BEGIN

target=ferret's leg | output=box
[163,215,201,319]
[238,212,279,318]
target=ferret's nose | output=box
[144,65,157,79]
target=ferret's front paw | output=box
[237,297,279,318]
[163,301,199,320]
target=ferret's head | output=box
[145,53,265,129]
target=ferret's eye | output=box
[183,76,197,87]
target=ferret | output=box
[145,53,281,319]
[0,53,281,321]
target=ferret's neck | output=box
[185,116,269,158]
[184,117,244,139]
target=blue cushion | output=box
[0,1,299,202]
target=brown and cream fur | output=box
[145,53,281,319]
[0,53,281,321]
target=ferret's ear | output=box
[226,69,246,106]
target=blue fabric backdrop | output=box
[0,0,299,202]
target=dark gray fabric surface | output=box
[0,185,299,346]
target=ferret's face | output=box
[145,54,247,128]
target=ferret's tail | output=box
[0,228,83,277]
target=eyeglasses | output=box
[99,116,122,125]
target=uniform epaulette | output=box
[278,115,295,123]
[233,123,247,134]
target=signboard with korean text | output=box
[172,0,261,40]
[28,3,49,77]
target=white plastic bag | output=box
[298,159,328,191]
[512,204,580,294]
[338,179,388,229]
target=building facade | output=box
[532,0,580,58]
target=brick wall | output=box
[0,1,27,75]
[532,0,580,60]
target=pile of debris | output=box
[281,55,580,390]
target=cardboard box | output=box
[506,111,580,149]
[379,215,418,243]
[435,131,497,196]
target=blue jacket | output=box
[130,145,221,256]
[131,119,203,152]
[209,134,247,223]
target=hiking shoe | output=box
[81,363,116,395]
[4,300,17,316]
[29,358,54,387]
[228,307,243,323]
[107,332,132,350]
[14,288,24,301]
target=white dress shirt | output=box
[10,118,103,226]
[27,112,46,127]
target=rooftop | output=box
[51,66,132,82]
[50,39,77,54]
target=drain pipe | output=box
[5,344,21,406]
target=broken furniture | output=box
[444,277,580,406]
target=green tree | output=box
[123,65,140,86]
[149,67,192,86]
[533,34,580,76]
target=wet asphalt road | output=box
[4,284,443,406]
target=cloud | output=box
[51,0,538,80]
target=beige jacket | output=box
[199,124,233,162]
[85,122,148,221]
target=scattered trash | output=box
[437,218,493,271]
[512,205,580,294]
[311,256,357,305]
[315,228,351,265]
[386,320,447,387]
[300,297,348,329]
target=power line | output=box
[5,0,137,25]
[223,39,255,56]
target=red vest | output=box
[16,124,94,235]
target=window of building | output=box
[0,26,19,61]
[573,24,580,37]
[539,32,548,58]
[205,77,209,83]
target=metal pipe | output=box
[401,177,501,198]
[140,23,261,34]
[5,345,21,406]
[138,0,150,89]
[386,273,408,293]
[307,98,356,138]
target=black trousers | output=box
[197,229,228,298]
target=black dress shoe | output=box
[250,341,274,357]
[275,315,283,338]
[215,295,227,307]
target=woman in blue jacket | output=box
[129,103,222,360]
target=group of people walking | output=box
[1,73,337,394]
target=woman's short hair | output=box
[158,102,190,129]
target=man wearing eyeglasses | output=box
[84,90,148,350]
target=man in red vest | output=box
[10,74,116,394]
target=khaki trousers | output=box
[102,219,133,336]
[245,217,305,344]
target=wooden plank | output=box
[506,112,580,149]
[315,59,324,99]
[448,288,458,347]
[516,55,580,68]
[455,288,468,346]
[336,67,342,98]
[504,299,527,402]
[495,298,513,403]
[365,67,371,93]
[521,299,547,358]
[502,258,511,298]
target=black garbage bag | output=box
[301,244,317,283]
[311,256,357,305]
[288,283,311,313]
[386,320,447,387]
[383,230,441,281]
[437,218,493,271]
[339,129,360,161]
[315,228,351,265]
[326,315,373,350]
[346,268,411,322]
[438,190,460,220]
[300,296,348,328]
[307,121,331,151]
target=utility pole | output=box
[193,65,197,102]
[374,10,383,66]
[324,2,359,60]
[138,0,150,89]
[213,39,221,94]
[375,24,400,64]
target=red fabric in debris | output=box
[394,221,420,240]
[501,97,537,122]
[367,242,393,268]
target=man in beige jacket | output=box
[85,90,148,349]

END

## Work request:
Exact transcription of the listing is needed, with no line left out.

## Answer area:
target=ferret's leg | output=box
[163,215,201,319]
[238,212,279,318]
target=ferret's nose | output=box
[144,65,157,79]
target=ferret's front paw | output=box
[237,297,279,318]
[163,301,199,320]
target=ferret's head | output=box
[145,53,265,129]
target=ferret's eye | output=box
[183,76,197,87]
target=ferret | output=box
[145,53,281,319]
[0,53,281,321]
target=ferret's neck | output=box
[185,116,269,158]
[184,117,244,139]
target=blue cushion | output=box
[0,1,299,202]
target=brown and cream fur | output=box
[145,53,281,319]
[0,53,281,321]
target=ferret's ear | output=box
[226,69,246,106]
target=blue fabric backdrop | output=box
[0,0,299,202]
target=dark gray fabric surface | output=box
[0,185,299,346]
target=ferret's face | output=box
[145,54,247,128]
target=ferret's tail | output=box
[0,228,83,277]
target=eyeglasses | output=box
[99,116,122,125]
target=uniform epaulette | output=box
[278,115,295,123]
[233,123,247,134]
target=signboard with korean text | output=box
[172,0,261,40]
[28,3,49,77]
target=white plastic bag | output=box
[298,159,328,191]
[512,204,580,294]
[338,179,388,229]
target=building facade | output=box
[532,0,580,58]
target=brick wall | output=box
[0,1,27,75]
[532,0,580,60]
target=pile of debris | output=box
[281,55,580,390]
target=cardboard box | output=box
[506,111,580,149]
[379,215,418,243]
[435,131,497,196]
target=blue jacket | output=box
[130,145,221,256]
[131,119,203,152]
[209,134,247,223]
target=hiking shoe | output=box
[81,363,116,395]
[4,300,17,316]
[29,358,54,387]
[228,307,243,323]
[107,332,132,350]
[14,288,24,301]
target=white dress shirt | output=box
[10,118,103,226]
[27,112,46,127]
target=rooftop | output=box
[51,66,132,82]
[50,39,77,54]
target=drain pipe | output=box
[5,344,21,406]
target=broken furniture | output=box
[444,277,580,406]
target=green tree | output=box
[123,65,140,86]
[149,67,192,86]
[533,34,580,76]
target=wet asphalt road | output=box
[4,284,443,406]
target=cloud | output=box
[51,0,538,80]
target=beige jacket | output=box
[199,124,233,162]
[85,122,148,221]
target=scattered trash | output=box
[437,218,493,271]
[512,205,580,294]
[311,256,357,305]
[315,228,351,265]
[386,320,447,387]
[300,297,348,329]
target=power line | output=box
[5,0,137,25]
[223,39,255,56]
target=red vest | output=box
[16,124,94,235]
target=window of building | output=box
[0,26,19,61]
[573,24,580,37]
[539,32,548,58]
[205,77,209,83]
target=metal pipe | output=box
[401,177,501,198]
[140,23,261,34]
[5,345,21,406]
[138,0,150,89]
[386,273,408,293]
[307,98,356,138]
target=black trousers | output=box
[197,229,228,298]
target=black dress shoe | output=box
[250,341,274,357]
[275,315,283,338]
[215,295,227,307]
target=woman in blue jacket | output=box
[129,103,222,360]
target=group of people walking | output=box
[1,73,337,394]
target=woman's short hair | output=box
[158,102,190,129]
target=man wearing eyeglasses | output=box
[84,90,148,350]
target=man in red vest | output=box
[10,74,116,394]
target=khaki trousers | output=box
[102,219,133,336]
[245,217,305,344]
target=wooden plank | output=box
[506,112,580,149]
[315,59,324,99]
[448,288,458,347]
[516,55,580,68]
[455,288,468,346]
[336,67,342,98]
[504,299,527,402]
[495,298,513,403]
[365,67,371,93]
[521,299,547,358]
[502,258,511,298]
target=black garbage bag | output=box
[301,244,317,283]
[311,256,357,305]
[288,283,311,313]
[386,320,447,387]
[383,230,441,281]
[437,218,493,271]
[339,129,360,161]
[315,228,351,265]
[326,315,373,350]
[346,268,411,322]
[438,190,460,220]
[300,296,348,328]
[307,121,331,151]
target=utility pole | output=box
[193,65,197,102]
[374,10,383,66]
[324,2,359,60]
[138,0,150,89]
[213,39,221,94]
[375,24,400,64]
target=red fabric in debris | output=box
[394,221,420,240]
[501,97,537,122]
[367,242,393,268]
target=man in beige jacket | output=box
[85,90,148,349]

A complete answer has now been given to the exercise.